# Source passage:
TOP TEN MOVIES FOR THE THIRD WEEK OF JUNE

  • 1.   AUSTIN POWERS: THE SPY WHO...
      (New Line)    $57.4 million in one week
            Because of comically intended violence, frequent sexual innuendo, crude references, rude gestures and a few instances of profanity, the U.S. Catholic Conference classification is A-III -- adults. The Motion Picture Association of America rating is PG-13 -- parents are strongly cautioned that some material may be inappropriate for children under 13. "Austin Powers: The Spy Who Shagged Me" is a mindless sequel to the '97 spoof in which the swinging British secret agent (played by Mike Myers) time travels back to the '60s to recover his libido and joins forces with a comely CIA agent (Heather Graham) to again save the world from the wacky machinations of a madman and his miniature clone. Silly shenanigans alternate with gross toilet humor and lame sexual innuendo for a mixed bag of goofy, truly tasteless entertainment.

# What you are asked to do:
Continue the top-ten movie list for the third week of June, starting after its final sentence.

Point annotation dataset records
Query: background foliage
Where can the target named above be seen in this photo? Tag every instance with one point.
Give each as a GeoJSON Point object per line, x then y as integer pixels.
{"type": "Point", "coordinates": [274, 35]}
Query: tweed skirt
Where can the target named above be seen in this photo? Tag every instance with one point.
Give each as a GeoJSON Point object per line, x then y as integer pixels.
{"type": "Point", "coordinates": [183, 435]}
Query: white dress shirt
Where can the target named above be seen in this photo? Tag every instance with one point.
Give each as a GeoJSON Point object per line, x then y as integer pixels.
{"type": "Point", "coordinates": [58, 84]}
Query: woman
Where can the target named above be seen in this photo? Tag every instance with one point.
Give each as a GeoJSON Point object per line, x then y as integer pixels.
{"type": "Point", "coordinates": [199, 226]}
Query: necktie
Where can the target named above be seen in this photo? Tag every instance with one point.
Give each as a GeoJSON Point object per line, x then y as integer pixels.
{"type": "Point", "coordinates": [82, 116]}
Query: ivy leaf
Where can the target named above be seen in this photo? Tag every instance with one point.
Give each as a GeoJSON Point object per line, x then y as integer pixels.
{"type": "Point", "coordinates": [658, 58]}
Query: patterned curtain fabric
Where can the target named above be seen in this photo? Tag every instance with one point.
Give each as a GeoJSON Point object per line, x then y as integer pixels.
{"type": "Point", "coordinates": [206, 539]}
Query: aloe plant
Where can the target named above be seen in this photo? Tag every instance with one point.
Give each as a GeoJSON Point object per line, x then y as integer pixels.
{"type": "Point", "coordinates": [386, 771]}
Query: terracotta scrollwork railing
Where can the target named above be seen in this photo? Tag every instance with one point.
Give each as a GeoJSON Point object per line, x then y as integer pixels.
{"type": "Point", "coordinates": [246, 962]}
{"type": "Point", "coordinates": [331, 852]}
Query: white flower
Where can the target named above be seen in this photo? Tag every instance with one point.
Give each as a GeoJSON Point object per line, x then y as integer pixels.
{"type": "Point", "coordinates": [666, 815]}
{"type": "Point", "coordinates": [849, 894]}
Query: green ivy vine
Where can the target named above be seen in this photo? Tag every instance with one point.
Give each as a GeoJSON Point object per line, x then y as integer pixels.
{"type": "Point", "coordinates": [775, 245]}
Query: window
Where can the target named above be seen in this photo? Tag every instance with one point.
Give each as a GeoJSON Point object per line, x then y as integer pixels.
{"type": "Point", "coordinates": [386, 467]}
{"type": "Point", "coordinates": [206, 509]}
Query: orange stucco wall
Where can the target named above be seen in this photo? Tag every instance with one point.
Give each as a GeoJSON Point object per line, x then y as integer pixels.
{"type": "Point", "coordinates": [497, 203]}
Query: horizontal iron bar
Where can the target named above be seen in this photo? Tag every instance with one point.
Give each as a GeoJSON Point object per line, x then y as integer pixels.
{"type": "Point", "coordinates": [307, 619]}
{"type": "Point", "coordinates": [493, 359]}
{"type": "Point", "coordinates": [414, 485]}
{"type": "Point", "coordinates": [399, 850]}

# Response for this exercise:
  • 2.   STAR WARS: EPISODE ONE - THE PHANTOM MENACE
      (20th Century Fox) -    $297 million in four weeks:
            Because of sci-fi swordfights and battle sequences, the U.S. Catholic Conference classification of Star Wars: Episode I The Phantom Menace is A-II - adults and adolescents. The Motion Picture Association of America rating is PG -- parental guidance suggested. "The Phantom Menace" is a disappointing prequel to the "Star Wars" trilogy in which two Jedi knights (played by Liam Neeson and Ewan McGregor) intent on saving the planet Naboo from Federation invaders enlist the help of a young boy who will eventually become the evil Darth Vader. By emphasizing fantastical creatures and myriad special effects, writer-director George Lucas loses much of the movie's human dimension and ends up achieving mostly visual spectacle. May 1999


  • 3.   NOTTING HILL
      (Universal)    $67.5 million in three weeks:
           Because of an off-screen sexual encounter, some crude references, occasional profanity and minimal rough language, the U.S. Catholic Conference classification is A-III -- adults. The Motion Picture Association of America rating is PG-13 -- parents are strongly cautioned that some material may be inappropriate for children under 13. "Notting Hill" is a gauzy romantic comedy in which a Hollywood movie star (played by Julia Roberts) and a timid London bookseller (Hugh Grant) fall in love but he finds himself too intimidated by her fame to pursue the relationship. The contrived crowd-pleaser is long on stunning smiles and sugary sentiment but short on realistic romance. May-June 1999.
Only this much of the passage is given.